> Task goal
Copy the records below, changing each "indicate" to "mark" and leaving everything else unchanged.

> Source records
-- Start --

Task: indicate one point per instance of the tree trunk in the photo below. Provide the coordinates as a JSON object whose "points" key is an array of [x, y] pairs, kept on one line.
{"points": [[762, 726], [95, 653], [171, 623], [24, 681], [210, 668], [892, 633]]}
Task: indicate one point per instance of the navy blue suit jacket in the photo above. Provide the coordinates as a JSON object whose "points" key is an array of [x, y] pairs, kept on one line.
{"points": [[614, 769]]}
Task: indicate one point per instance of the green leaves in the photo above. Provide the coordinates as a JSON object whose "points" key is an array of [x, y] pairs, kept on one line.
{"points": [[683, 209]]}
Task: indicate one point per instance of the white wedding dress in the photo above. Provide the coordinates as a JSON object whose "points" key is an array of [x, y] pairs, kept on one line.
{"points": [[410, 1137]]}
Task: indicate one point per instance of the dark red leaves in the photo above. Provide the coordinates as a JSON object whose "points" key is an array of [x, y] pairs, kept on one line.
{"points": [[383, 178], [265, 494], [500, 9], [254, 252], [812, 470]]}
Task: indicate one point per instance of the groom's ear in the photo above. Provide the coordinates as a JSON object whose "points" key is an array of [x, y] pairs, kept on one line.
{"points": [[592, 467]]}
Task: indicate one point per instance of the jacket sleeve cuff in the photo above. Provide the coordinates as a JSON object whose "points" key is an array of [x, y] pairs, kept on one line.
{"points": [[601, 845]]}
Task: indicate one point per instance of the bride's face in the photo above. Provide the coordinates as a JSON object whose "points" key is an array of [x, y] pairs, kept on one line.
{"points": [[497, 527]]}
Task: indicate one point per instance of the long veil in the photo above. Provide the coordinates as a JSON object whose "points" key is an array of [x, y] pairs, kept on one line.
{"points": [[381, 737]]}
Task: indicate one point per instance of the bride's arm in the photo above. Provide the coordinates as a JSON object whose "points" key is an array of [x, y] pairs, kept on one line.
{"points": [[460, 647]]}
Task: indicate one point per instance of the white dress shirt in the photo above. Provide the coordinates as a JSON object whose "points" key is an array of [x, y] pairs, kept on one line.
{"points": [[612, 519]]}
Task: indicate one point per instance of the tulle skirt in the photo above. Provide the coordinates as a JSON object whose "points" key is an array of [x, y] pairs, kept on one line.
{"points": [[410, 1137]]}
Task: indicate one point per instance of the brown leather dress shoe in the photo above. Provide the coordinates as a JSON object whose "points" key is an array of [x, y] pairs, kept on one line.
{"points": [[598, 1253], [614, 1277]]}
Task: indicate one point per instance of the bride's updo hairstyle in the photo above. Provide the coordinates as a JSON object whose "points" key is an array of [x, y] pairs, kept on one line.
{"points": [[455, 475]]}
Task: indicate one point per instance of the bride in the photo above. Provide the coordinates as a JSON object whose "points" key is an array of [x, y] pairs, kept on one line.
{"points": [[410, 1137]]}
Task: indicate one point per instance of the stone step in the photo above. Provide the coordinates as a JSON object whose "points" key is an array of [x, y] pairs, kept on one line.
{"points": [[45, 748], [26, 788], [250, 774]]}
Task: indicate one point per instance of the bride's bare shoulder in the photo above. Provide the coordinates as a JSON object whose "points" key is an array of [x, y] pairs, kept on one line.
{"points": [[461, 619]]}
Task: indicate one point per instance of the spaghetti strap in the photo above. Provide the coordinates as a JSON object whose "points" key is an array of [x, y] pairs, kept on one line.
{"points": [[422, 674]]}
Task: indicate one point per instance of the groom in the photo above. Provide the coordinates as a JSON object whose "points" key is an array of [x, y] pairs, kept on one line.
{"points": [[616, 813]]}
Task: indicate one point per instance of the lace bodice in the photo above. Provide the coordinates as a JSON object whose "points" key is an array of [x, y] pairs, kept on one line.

-- End --

> Exercise output
Task: mark one point per instance of the tree trunk in the photo below. Provide the coordinates as a JSON object whose "points" key is an array of [x, y] pairs, kept on one line.
{"points": [[762, 726], [95, 653], [171, 623], [24, 681], [210, 668], [892, 633]]}
Task: mark one point per instance of the navy blue suit jacket in the photo above. Provide the coordinates as a JSON object whose "points" key is an array of [x, y] pairs, kept on one line.
{"points": [[614, 769]]}
Task: mark one point per instance of the green leaves in the photo above. Provide the coordinates as a JSON object whose "points" key is an array of [x, y] pairs, kept on one line.
{"points": [[683, 209]]}
Task: mark one point per instance of the white wedding dress in the photo above. Provide the coordinates as a JSON object whose "points" key is an array of [x, y] pairs, kept on one line.
{"points": [[410, 1137]]}
Task: mark one point per instance of the dark red leaves in the photo above. Provide the coordinates as a JSON object whose "points" key is an array of [x, y] pairs, kept on one line.
{"points": [[383, 178], [265, 494], [500, 9], [254, 252], [812, 470]]}
Task: mark one point per instance of the groom's ear in the photo above. Provide the coordinates as a JSON object whose "points" key is an array of [x, y] pairs, kept on one line.
{"points": [[592, 467]]}
Task: mark one point per instance of the jacket sleeve cuff in the photo above. Provide the coordinates as a JSON object whose "points" key is an array of [x, y] pairs, kept on one line.
{"points": [[601, 845]]}
Task: mark one point per instance of the bride's face in the photo above. Provide the coordinates as a JSON object whose "points" key is an array of [x, y] pairs, kept on one line.
{"points": [[497, 527]]}
Task: mark one point per instance of the long veil in the photo above. Provide the coordinates as a JSON object whose "points" key is an array of [x, y] pairs, kept on one line.
{"points": [[381, 737]]}
Task: mark one point per instance of the bride's arm in the photo above. Provide the coordinates as a JSON object whose "points" key is an array of [x, y] pairs, kept on one line.
{"points": [[460, 647]]}
Task: mark one point per instance of the white dress shirt in the photo above. Provide the coordinates as a JSON object whose "points" key is an array of [x, y] pairs, kept on one line.
{"points": [[612, 519]]}
Task: mark one point per instance of the tulle skirt in the photo above. Provide the coordinates as a JSON object whose "points" key is an array of [x, y] pairs, kept on one line.
{"points": [[410, 1137]]}
Task: mark one point per instance of the brown leather dress shoe in the photo above. Provide the coordinates as a JSON object whose "points" key is an array of [x, y] pairs, kept on one line.
{"points": [[598, 1253], [614, 1277]]}
Task: mark one point per instance of the bride's updo hairstyle in the photo above. Provide the coordinates as a JSON object whose "points" key is an array of [x, y] pairs, kept on one line.
{"points": [[455, 475]]}
Task: mark one point per instance of the bride in the photo above. Provide the coordinates as a JSON object whose "points" key is an array of [x, y] pairs, kept on one line.
{"points": [[410, 1137]]}
Task: mark one point per instance of the stone step in the photo above. Provide the coordinates as a JSON object whose "points" key is an array of [x, y] pairs, kept on one line.
{"points": [[45, 748], [26, 788], [250, 774]]}
Task: mark one point per instance of the bride's bare shoulder in the photo above. Provide the coordinates as a JSON object whose "points" key is an array of [x, y] pairs, kept on one line.
{"points": [[461, 619]]}
Task: mark one point per instance of the spaghetti strap in the photo above. Provide the coordinates as a JSON object whose "points" key is an array of [x, y] pairs, kept on one line.
{"points": [[422, 674]]}
Task: mark one point per instance of the groom in the photo above. Provide the coordinates as a JSON object whose "points" key is an array of [x, y] pairs, kept on one line.
{"points": [[616, 813]]}
Task: mark one point per instance of the lace bodice in the photo above. Provide the coordinates as a JSON object whose "points" key is an array of [x, y] pairs, kept on one line.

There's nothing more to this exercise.